:: Available data ::
# # # #

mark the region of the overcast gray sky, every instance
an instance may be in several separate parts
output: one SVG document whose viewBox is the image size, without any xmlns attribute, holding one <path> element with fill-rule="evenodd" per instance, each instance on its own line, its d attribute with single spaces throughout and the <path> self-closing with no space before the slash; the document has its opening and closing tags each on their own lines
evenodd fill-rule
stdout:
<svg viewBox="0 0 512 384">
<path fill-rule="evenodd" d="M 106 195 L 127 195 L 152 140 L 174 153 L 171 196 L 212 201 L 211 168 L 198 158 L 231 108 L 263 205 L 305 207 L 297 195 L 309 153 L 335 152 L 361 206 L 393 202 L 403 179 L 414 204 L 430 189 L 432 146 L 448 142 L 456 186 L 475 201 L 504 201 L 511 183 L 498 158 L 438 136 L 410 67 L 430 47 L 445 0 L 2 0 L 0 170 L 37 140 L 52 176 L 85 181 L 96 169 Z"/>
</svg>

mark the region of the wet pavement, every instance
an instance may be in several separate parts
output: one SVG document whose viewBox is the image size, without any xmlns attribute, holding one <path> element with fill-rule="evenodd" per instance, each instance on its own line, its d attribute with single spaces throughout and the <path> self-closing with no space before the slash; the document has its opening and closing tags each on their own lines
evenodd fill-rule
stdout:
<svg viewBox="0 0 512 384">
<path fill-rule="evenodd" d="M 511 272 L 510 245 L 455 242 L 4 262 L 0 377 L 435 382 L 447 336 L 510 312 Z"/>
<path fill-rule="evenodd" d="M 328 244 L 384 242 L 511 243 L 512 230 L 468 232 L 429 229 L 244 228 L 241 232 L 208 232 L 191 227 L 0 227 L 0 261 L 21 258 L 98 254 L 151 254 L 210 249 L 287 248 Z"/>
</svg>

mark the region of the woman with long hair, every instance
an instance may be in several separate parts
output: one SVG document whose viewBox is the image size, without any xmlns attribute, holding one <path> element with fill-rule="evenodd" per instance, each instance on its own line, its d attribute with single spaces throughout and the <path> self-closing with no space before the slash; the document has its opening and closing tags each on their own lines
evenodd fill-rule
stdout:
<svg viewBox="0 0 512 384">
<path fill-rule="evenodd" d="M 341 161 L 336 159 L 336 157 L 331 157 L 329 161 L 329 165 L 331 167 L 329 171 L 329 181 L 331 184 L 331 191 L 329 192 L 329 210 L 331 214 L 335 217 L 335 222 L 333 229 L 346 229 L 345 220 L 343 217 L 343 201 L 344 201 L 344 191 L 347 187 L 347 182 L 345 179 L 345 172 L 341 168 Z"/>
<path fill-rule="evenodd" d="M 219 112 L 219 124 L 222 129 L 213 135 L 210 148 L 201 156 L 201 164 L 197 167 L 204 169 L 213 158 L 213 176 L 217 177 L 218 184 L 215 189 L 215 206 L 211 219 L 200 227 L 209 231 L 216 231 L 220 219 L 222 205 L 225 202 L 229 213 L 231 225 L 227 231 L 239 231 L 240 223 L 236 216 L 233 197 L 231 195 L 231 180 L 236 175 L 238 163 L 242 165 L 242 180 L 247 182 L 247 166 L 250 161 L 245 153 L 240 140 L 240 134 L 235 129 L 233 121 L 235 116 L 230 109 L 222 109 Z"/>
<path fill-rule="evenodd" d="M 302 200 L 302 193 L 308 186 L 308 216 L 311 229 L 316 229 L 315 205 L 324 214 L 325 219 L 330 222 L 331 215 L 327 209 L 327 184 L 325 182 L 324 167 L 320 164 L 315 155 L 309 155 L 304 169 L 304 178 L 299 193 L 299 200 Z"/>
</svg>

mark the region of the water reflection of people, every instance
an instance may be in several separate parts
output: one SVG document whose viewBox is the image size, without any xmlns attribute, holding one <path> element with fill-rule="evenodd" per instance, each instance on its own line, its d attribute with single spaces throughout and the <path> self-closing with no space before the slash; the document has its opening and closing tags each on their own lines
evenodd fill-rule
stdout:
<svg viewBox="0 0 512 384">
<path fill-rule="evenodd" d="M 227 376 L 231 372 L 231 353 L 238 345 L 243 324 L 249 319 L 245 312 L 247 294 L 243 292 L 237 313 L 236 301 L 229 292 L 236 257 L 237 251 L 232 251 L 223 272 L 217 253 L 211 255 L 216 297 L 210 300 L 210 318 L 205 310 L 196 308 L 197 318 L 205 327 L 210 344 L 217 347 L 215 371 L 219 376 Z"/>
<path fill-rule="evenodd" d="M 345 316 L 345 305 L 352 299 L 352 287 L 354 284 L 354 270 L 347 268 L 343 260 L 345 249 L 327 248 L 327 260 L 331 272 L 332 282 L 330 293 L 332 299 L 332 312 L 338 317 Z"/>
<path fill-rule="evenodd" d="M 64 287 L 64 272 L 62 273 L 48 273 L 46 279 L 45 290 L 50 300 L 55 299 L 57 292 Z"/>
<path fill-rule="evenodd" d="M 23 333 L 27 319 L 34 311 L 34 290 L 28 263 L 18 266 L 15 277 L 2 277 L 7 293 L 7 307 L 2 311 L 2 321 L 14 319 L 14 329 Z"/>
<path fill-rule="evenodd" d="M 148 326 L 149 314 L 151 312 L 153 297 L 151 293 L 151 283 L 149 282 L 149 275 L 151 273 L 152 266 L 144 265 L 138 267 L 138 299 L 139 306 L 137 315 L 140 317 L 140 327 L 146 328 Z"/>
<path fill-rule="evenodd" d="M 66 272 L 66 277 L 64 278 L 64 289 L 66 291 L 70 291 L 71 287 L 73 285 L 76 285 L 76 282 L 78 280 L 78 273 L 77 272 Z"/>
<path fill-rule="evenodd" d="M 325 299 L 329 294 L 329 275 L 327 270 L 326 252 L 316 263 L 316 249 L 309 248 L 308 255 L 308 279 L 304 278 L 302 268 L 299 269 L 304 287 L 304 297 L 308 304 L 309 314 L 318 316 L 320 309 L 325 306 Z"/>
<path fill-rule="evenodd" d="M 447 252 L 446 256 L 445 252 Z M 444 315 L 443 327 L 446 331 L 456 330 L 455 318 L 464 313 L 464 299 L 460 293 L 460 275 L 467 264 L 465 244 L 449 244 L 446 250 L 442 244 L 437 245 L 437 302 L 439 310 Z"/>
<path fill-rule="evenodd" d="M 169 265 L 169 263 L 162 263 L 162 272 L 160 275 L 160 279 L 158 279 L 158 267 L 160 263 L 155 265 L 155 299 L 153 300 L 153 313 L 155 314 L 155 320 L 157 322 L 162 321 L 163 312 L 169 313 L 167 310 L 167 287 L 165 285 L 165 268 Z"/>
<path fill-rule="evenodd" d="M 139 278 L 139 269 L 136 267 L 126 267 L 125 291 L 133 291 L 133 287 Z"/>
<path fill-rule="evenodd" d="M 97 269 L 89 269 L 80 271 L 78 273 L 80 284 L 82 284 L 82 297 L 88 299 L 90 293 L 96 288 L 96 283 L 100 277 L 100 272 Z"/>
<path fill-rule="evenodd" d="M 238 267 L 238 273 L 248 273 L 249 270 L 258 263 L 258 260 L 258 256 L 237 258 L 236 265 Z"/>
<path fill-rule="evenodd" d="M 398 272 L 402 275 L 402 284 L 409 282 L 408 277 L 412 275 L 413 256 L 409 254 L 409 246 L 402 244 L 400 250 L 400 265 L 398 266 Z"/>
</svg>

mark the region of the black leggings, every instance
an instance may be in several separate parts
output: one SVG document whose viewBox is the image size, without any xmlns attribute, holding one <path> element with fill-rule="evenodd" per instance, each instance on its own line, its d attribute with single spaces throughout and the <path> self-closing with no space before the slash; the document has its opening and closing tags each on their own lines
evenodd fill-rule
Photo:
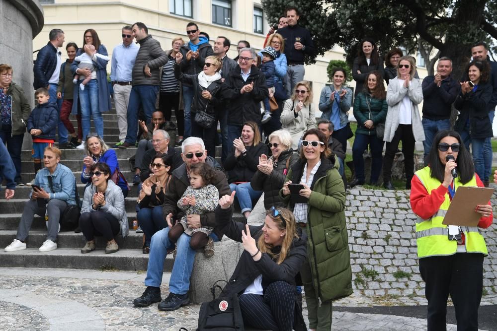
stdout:
<svg viewBox="0 0 497 331">
<path fill-rule="evenodd" d="M 117 218 L 102 210 L 83 212 L 80 216 L 80 227 L 86 241 L 93 240 L 95 236 L 101 236 L 110 241 L 121 228 Z"/>
<path fill-rule="evenodd" d="M 183 225 L 179 223 L 171 228 L 167 234 L 167 238 L 173 243 L 175 243 L 183 233 L 185 232 Z M 203 248 L 207 244 L 209 237 L 203 232 L 195 232 L 191 235 L 190 240 L 190 248 L 192 250 L 198 250 Z"/>
<path fill-rule="evenodd" d="M 295 286 L 282 281 L 271 283 L 264 295 L 239 297 L 245 325 L 263 330 L 291 331 L 295 317 Z"/>
</svg>

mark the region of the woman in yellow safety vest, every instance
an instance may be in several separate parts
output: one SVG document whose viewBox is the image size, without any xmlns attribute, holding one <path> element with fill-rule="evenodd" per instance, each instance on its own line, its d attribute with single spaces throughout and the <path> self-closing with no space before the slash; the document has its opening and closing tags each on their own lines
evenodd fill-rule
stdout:
<svg viewBox="0 0 497 331">
<path fill-rule="evenodd" d="M 479 228 L 487 228 L 493 216 L 490 202 L 475 206 L 481 214 L 477 227 L 442 224 L 460 186 L 483 187 L 475 173 L 471 155 L 457 132 L 437 133 L 430 150 L 429 165 L 412 181 L 411 203 L 417 215 L 416 242 L 419 271 L 426 283 L 428 330 L 445 330 L 449 294 L 454 303 L 457 330 L 477 330 L 482 298 L 483 258 L 488 255 Z M 455 169 L 457 177 L 451 173 Z M 473 207 L 472 206 L 470 206 Z"/>
</svg>

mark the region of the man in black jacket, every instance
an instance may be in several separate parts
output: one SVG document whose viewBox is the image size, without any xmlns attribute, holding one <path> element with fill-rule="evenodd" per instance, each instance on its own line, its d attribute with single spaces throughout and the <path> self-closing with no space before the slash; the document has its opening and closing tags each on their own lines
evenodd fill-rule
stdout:
<svg viewBox="0 0 497 331">
<path fill-rule="evenodd" d="M 138 131 L 138 110 L 143 109 L 147 124 L 152 121 L 156 100 L 161 84 L 160 68 L 167 62 L 167 56 L 161 43 L 149 34 L 149 29 L 141 22 L 131 27 L 133 37 L 140 44 L 131 73 L 131 92 L 128 103 L 128 132 L 120 148 L 135 147 Z"/>
<path fill-rule="evenodd" d="M 230 101 L 227 106 L 228 142 L 240 136 L 244 123 L 248 121 L 257 123 L 262 132 L 260 103 L 269 97 L 269 92 L 266 77 L 254 65 L 256 56 L 253 48 L 242 49 L 238 66 L 225 82 L 227 85 L 225 98 Z M 229 153 L 233 144 L 228 144 Z"/>
<path fill-rule="evenodd" d="M 278 29 L 278 33 L 285 39 L 285 55 L 288 67 L 287 72 L 290 82 L 289 94 L 299 81 L 304 80 L 304 56 L 314 53 L 314 43 L 307 29 L 298 25 L 299 10 L 290 7 L 286 10 L 288 25 Z"/>
<path fill-rule="evenodd" d="M 436 133 L 450 128 L 452 104 L 457 97 L 460 85 L 453 78 L 452 61 L 443 57 L 438 60 L 436 74 L 423 79 L 423 130 L 424 131 L 424 165 L 428 165 L 428 154 Z"/>
<path fill-rule="evenodd" d="M 209 40 L 205 37 L 199 37 L 200 30 L 198 26 L 193 22 L 186 25 L 186 34 L 190 41 L 179 49 L 183 55 L 181 60 L 181 71 L 190 75 L 197 75 L 204 69 L 205 58 L 214 55 L 212 48 Z M 191 119 L 190 111 L 195 90 L 189 83 L 183 82 L 183 103 L 184 105 L 185 132 L 184 137 L 191 135 Z"/>
<path fill-rule="evenodd" d="M 491 61 L 488 57 L 487 44 L 484 42 L 480 42 L 474 44 L 471 47 L 471 55 L 474 60 L 480 61 L 488 61 L 490 65 L 490 80 L 489 82 L 492 85 L 492 97 L 490 102 L 487 105 L 489 110 L 489 117 L 490 118 L 491 124 L 494 123 L 494 117 L 495 116 L 496 106 L 497 106 L 497 62 Z M 492 145 L 490 138 L 485 140 L 484 147 L 483 159 L 485 162 L 485 170 L 484 173 L 485 178 L 481 178 L 483 184 L 487 187 L 489 186 L 488 176 L 490 175 L 492 166 Z"/>
<path fill-rule="evenodd" d="M 74 148 L 72 144 L 68 144 L 67 129 L 60 119 L 62 99 L 57 99 L 57 87 L 62 60 L 59 48 L 64 45 L 64 31 L 60 29 L 52 29 L 48 35 L 50 41 L 42 47 L 36 56 L 36 61 L 33 67 L 34 80 L 33 87 L 35 89 L 44 87 L 48 90 L 50 100 L 57 105 L 59 113 L 57 129 L 59 131 L 59 143 L 61 148 Z"/>
</svg>

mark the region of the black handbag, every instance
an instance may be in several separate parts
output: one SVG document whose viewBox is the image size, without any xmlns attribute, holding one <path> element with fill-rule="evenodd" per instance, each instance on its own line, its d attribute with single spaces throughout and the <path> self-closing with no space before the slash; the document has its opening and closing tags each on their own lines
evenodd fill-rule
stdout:
<svg viewBox="0 0 497 331">
<path fill-rule="evenodd" d="M 216 285 L 220 281 L 228 283 L 226 280 L 221 279 L 212 285 L 211 292 L 213 300 L 203 303 L 200 306 L 197 331 L 244 331 L 244 320 L 238 296 L 236 293 L 230 296 L 224 295 L 223 289 Z M 221 291 L 217 299 L 216 298 L 216 287 Z"/>
</svg>

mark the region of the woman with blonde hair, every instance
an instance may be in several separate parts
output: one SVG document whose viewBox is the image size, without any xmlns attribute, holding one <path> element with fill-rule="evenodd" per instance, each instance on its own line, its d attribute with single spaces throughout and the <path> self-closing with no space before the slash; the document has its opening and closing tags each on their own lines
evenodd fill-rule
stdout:
<svg viewBox="0 0 497 331">
<path fill-rule="evenodd" d="M 262 225 L 236 221 L 231 207 L 235 193 L 222 197 L 216 209 L 216 226 L 245 249 L 223 293 L 239 296 L 246 326 L 307 330 L 295 280 L 306 260 L 305 232 L 296 227 L 292 212 L 284 208 L 267 210 Z"/>
<path fill-rule="evenodd" d="M 311 84 L 303 80 L 297 83 L 292 97 L 285 102 L 280 117 L 281 129 L 290 132 L 293 140 L 292 148 L 294 150 L 299 148 L 302 134 L 316 127 L 316 109 L 312 99 Z"/>
<path fill-rule="evenodd" d="M 191 84 L 195 92 L 190 110 L 191 135 L 201 138 L 205 144 L 207 155 L 215 157 L 216 123 L 219 115 L 216 111 L 221 104 L 225 89 L 219 73 L 223 62 L 216 56 L 208 56 L 205 58 L 203 70 L 198 75 L 190 75 L 181 72 L 180 64 L 182 59 L 180 52 L 176 54 L 174 76 L 178 80 Z"/>
<path fill-rule="evenodd" d="M 411 56 L 403 56 L 397 65 L 397 76 L 390 80 L 387 91 L 388 111 L 385 122 L 383 140 L 387 142 L 383 159 L 383 186 L 394 190 L 392 166 L 394 157 L 402 140 L 406 168 L 406 188 L 411 189 L 414 175 L 414 147 L 416 141 L 424 140 L 424 131 L 417 105 L 423 101 L 419 78 L 414 77 L 416 64 Z"/>
</svg>

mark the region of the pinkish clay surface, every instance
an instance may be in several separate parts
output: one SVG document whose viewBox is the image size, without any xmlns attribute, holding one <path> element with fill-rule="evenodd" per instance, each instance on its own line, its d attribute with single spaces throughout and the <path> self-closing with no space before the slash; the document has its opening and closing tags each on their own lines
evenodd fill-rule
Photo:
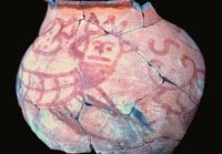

# # # #

:: Set problem ::
Rescale the part of the records that opens with the line containing "mark the region of the water" and closes with the line containing "148 326 L 149", writing out only those lines, requests included. Multiply every number in the answers (the viewBox sizes and path coordinates) by 0.95 and round to whole numbers, with halves going up.

:: Exercise solution ::
mark the region of the water reflection of people, every instance
an instance may be in several separate parts
output: one SVG document whose viewBox is the image size, without any xmlns attribute, holding one <path> element with fill-rule="evenodd" per instance, each instance on its own line, its d attribute with single spaces throughout and the <path> self-closing with no space before the slash; the document has its opening and closing tags each on their own lines
evenodd fill-rule
stdout:
<svg viewBox="0 0 486 365">
<path fill-rule="evenodd" d="M 216 357 L 219 353 L 219 335 L 226 328 L 231 308 L 237 303 L 233 296 L 235 279 L 231 277 L 225 297 L 224 286 L 218 277 L 224 244 L 225 238 L 220 238 L 212 258 L 206 240 L 200 242 L 205 282 L 200 285 L 200 302 L 195 295 L 186 293 L 187 302 L 195 311 L 200 327 L 206 330 L 204 352 L 208 357 Z"/>
<path fill-rule="evenodd" d="M 328 300 L 328 290 L 334 284 L 334 273 L 336 270 L 336 257 L 330 255 L 326 247 L 328 237 L 311 236 L 311 247 L 314 258 L 315 268 L 314 278 L 315 284 L 315 296 L 321 301 Z"/>
<path fill-rule="evenodd" d="M 61 273 L 61 258 L 59 259 L 46 259 L 44 265 L 43 276 L 48 285 L 52 284 L 54 277 Z"/>
<path fill-rule="evenodd" d="M 22 316 L 26 303 L 32 295 L 32 276 L 27 250 L 17 253 L 14 263 L 2 263 L 7 278 L 7 292 L 2 295 L 2 305 L 13 303 L 13 313 Z"/>
<path fill-rule="evenodd" d="M 141 310 L 142 298 L 143 296 L 145 282 L 143 278 L 143 269 L 142 268 L 142 261 L 143 259 L 144 253 L 137 252 L 131 254 L 131 284 L 132 291 L 130 299 L 133 301 L 133 311 L 139 312 Z"/>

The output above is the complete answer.